— Extrait fourni —
Selon la Cour, en 2023, les associations étaient ainsi notamment bénéficiaires de 57,8 % des crédits des marchés du CIR, tandis qu'elles représentaient 73 % des gestionnaires de structures d'hébergement et 100 % des opérateurs de structures de premier accueil des demandeurs d'asile (SPADA8(*)).

Concrètement, les missions confiées aux associations diffèrent selon la nature des publics étrangers. Il s'agit principalement de l'hébergement et de l'accompagnement des demandeurs d'asile, de l'intégration des étrangers primo-arrivants, y compris des réfugiés, et de l'assistance juridique aux personnes retenues dans les CRA.

a) L'hébergement et l'accompagnement des demandeurs d'asile

Les demandeurs d'asile disposent principalement, outre le bénéfice de l'ADA, d'une place en centre d'hébergement (dans la limite des places disponibles) et d'un accompagnement social et administratif.

— Données enregistrées —
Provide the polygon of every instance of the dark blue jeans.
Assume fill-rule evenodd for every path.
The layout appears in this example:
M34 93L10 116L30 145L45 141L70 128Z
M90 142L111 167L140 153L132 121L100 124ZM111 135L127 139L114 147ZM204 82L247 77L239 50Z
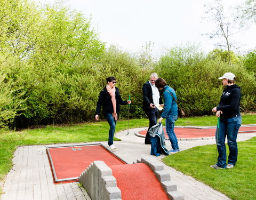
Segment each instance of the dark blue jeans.
M179 149L177 137L174 133L175 122L178 119L178 115L167 115L165 117L165 129L169 137L170 141L173 150Z
M113 138L116 129L116 121L114 118L112 113L106 113L105 114L105 117L109 124L109 131L108 132L108 145L111 146L113 144Z
M146 114L149 119L149 126L148 127L148 131L147 131L147 134L146 134L145 142L150 143L151 136L149 135L149 133L148 133L148 130L154 125L156 124L157 122L157 117L158 117L158 110L157 110L157 108L155 108L152 110L147 110Z
M241 123L242 117L241 116L228 119L220 119L219 131L217 127L215 134L216 141L218 141L217 148L219 153L217 164L219 167L226 168L227 165L227 154L225 146L226 137L228 139L228 149L229 149L228 164L231 164L234 166L236 165L238 152L236 139Z

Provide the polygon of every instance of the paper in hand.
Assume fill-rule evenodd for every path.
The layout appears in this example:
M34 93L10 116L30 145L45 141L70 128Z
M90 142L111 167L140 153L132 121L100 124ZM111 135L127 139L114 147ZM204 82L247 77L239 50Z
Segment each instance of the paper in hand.
M155 105L156 107L157 108L157 109L160 111L160 110L163 110L164 108L160 106L160 105L159 103L156 103Z

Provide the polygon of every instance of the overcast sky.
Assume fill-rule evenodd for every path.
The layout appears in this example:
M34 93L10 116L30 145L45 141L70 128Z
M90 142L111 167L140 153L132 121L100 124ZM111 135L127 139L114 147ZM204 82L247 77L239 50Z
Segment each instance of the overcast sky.
M55 0L41 0L53 3ZM206 52L212 50L214 43L223 38L209 39L204 33L212 33L214 24L202 17L205 16L205 0L68 0L66 5L91 16L92 26L100 39L107 46L117 45L125 51L138 52L146 42L154 43L156 56L176 45L188 42L200 44ZM230 6L241 4L244 0L222 0L225 11ZM239 42L239 51L244 52L256 47L256 26L230 37L230 41Z

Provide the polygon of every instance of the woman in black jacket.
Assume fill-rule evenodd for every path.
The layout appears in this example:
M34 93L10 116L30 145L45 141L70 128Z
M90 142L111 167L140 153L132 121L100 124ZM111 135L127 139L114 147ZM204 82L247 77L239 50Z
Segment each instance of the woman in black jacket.
M212 109L216 116L220 117L219 130L216 132L216 141L219 153L218 162L211 167L215 169L230 169L233 167L237 160L238 148L236 139L239 128L242 123L240 114L241 89L235 84L236 77L230 72L225 73L219 79L222 79L225 87L217 107ZM226 164L227 155L225 140L228 139L229 149L228 164Z
M108 121L110 126L108 144L110 149L115 149L116 147L114 145L113 138L118 115L120 111L120 105L130 104L131 101L123 101L119 93L119 89L115 87L116 81L114 77L109 76L106 80L108 84L100 92L95 119L99 120L99 115L102 106L102 114Z

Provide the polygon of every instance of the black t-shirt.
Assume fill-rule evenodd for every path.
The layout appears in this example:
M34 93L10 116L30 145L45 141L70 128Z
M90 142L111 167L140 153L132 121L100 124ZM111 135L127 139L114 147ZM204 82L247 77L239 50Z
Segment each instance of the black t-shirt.
M217 110L221 110L221 118L228 118L241 116L241 88L236 84L227 85L220 97Z

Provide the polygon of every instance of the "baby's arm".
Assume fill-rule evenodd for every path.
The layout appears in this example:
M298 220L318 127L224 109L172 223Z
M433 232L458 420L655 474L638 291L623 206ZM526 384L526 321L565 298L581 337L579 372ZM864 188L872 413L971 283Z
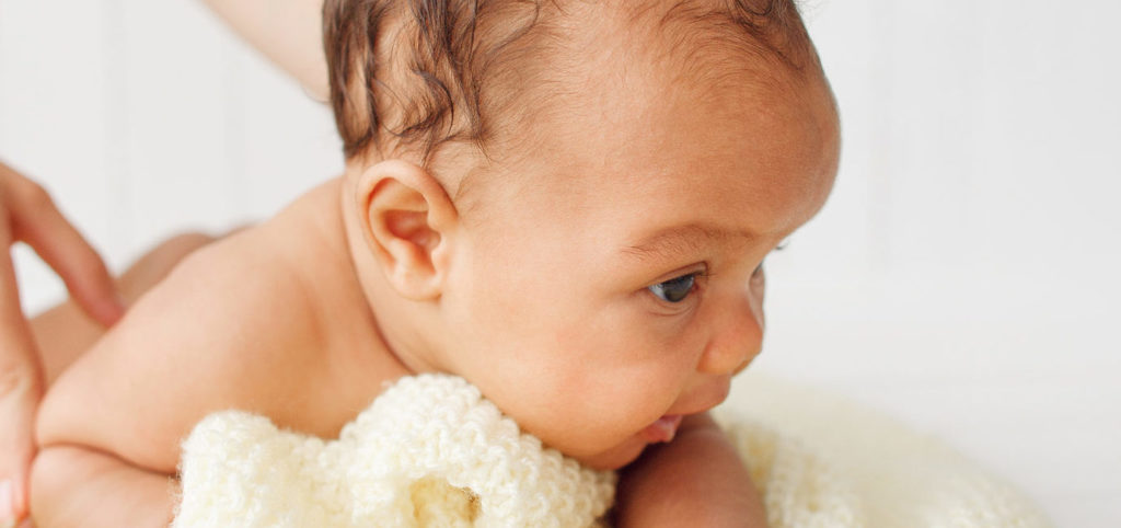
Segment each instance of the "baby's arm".
M166 526L179 439L214 410L306 427L300 389L315 369L282 351L315 350L298 339L314 335L312 317L240 238L184 260L50 388L33 469L39 526Z
M615 526L766 527L767 515L735 447L703 414L623 469Z

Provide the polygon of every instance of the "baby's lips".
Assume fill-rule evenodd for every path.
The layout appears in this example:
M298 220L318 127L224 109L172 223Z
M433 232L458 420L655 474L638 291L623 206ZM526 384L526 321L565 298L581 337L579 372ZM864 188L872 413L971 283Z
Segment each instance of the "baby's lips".
M666 415L655 420L642 429L642 437L649 443L671 442L677 434L677 426L682 425L682 415Z

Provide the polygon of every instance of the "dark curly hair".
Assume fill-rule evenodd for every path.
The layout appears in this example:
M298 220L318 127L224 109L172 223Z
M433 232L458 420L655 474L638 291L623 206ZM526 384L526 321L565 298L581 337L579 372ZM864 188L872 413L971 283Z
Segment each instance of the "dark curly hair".
M565 66L573 25L564 0L326 0L331 103L346 158L377 149L423 164L443 145L483 155L508 124L531 122ZM585 0L584 3L587 3ZM791 0L619 2L670 46L716 45L800 72L819 70ZM651 18L652 17L652 18ZM568 25L568 26L566 26ZM686 52L685 55L689 55ZM689 67L696 61L686 59ZM703 74L703 73L697 73ZM553 83L558 85L558 83Z

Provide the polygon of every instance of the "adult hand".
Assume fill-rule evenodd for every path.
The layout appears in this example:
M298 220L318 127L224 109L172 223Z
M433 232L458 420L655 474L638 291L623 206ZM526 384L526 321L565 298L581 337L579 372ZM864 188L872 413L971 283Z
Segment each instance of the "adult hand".
M82 309L112 325L123 303L98 252L38 184L0 163L0 244L26 242L62 277ZM35 414L44 381L35 340L19 304L8 251L0 256L0 526L27 516L27 478L35 455Z

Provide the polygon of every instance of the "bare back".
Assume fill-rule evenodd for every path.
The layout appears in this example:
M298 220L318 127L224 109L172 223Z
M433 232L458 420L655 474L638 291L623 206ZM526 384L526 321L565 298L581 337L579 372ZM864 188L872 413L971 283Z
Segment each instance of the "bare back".
M173 474L180 439L219 410L336 436L408 373L361 294L339 195L332 180L188 256L49 389L40 445Z

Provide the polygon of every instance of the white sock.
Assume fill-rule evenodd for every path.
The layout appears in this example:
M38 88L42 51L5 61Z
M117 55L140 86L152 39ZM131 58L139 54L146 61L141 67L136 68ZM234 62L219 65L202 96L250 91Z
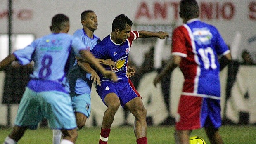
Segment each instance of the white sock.
M62 137L62 131L60 130L52 130L52 144L59 144Z
M60 142L60 144L74 144L73 142L68 140L63 139Z
M9 137L7 136L5 139L5 142L2 143L3 144L17 144L17 142L14 141L14 140L11 139Z

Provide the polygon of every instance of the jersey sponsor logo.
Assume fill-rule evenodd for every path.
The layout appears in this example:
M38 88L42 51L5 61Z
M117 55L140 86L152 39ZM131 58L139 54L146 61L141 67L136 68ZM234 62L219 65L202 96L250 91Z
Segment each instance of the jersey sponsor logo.
M127 47L126 49L126 55L129 54L129 52L130 52L130 47Z
M207 28L197 28L193 30L192 34L194 40L199 45L208 45L211 43L212 34Z
M107 86L107 87L105 88L105 90L109 90L109 87L108 86Z
M124 70L124 68L126 64L126 58L127 57L127 56L126 56L116 61L115 63L116 64L116 69L114 70L113 71L114 73Z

— Énoncé —
Poursuivez l'extrait sur les missions confiées aux associations auprès des étrangers, en reprenant juste après sa dernière phrase.

— Réponse attendue —
L'accompagnement social des demandeurs d'asile
pendant l'instruction de leur demande

Source : présente enquête de la Cour des comptes

Cet accompagnement consiste en une aide au dépôt de leur demande par les associations gestionnaires de leur centre d'hébergement (aide à l'élaboration du dossier de demande, appui à la traduction du récit, aide dans les démarches auprès de la préfecture pour le renouvellement de l'attestation de la demande d'asile, etc.), ou, lorsqu'ils ne sont pas hébergés, par les SPADA ou enfin, pour ce qui concerne les seuls réfugiés, le programme Agir9(*). L'accompagnement peut également concerner l'accès à leurs droits, notamment en matière de santé ou de scolarisation de leurs enfants mineurs.

b) L'intégration des étrangers primo-arrivants, y compris des réfugiés

Les étrangers primo-arrivants qui souhaitent s'installer durablement sur le territoire - dont les réfugiés -, bénéficient d'actions d'intégration dans la société, en particulier des formations civiques et linguistiques dans le cadre du CIR géré par l'OFII. À ce jour, pour les personnes ne disposant pas du niveau A110(*) en langue française, le prestataire de formation met en oeuvre l'un des quatre parcours visant à l'acquisition de ce niveau, pour ce qui concerne le CIR (de 100 à 600 heures de formations).

Outre le CIR, sont également ouvertes aux étrangers primo-arrivants des actions d'intégration financées par les services déconcentrés de l'État. Ces derniers financent une grande variété d'actions, allant de l'accompagnement généraliste à l'insertion par le sport ou la culture. Quatre thématiques d'intervention dominent cependant : apprentissage de la langue, appropriation des valeurs de République, accompagnement vers l'emploi et accompagnement global.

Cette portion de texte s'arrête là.